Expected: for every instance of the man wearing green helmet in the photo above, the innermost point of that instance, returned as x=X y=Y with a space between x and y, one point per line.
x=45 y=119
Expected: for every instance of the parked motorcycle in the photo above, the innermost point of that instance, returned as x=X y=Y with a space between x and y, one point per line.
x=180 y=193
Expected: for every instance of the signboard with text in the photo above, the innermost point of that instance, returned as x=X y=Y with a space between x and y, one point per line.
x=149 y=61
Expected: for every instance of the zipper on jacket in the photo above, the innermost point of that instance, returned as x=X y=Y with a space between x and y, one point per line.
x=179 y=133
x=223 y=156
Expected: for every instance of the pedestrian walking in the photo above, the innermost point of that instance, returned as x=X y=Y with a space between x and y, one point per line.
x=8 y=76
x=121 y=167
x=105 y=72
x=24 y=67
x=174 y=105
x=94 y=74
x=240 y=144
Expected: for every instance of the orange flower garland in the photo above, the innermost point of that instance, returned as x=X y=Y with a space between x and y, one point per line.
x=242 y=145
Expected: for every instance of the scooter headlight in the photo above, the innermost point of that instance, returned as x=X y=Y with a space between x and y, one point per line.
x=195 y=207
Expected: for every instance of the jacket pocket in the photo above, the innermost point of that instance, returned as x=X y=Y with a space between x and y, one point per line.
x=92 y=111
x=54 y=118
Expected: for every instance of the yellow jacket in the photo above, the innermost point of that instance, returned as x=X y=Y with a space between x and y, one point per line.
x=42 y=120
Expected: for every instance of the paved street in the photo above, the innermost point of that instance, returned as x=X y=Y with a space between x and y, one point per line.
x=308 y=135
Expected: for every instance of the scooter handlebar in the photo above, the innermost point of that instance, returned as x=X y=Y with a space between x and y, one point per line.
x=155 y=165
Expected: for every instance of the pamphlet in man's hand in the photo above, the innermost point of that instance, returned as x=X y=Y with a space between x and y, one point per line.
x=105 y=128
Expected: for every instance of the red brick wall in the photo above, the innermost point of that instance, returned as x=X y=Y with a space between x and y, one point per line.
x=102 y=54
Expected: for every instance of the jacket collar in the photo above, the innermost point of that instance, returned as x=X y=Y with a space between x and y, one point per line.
_ _ _
▸ WHAT NEEDS TO BE DONE
Please give a word-for-word repetition of the lines from the one containing "Expected: for every instance of the scooter headlight" through the last line of the data above, including both, and nothing besides.

▸ REPLY
Expected: for every instance of the scooter headlight in the photo above, the innermost point of that instance, returned as x=X y=Y with a space between x and y, one point per line.
x=195 y=207
Expected: for every instance of the jacket pocket in the photo above, the innermost point of that instance, returned as x=X y=Y with a space between x and y, one point per line.
x=92 y=111
x=54 y=118
Expected: for every instance of the yellow jacket in the photo above, the innermost point of that instance, returned as x=X y=Y with a space between x and y, one point per line.
x=42 y=120
Expected: for every instance of the paved street in the photo above, the innermost point of that instance, returned as x=X y=Y with a space between x and y, one point per line.
x=308 y=135
Expected: for every instance of the scooter handlebar in the photo above, the innermost point of that instance, returned as x=X y=Y with a space between x and y, one point per line.
x=155 y=165
Expected: for every instance of the pamphlet in man's hand in the photo above, the innermost point of that instance, returned as x=X y=Y with a space between x and y, one point per line.
x=105 y=128
Expected: for every instance of the red brick wall in the photo above, the innermost point of that instance, returned as x=X y=Y with a space between x and y, one point per line.
x=102 y=54
Expected: for every instance of the jacket collar in the photo above, the innermost point of that instance, returned as x=X y=Y with a space between x and y, one point per line.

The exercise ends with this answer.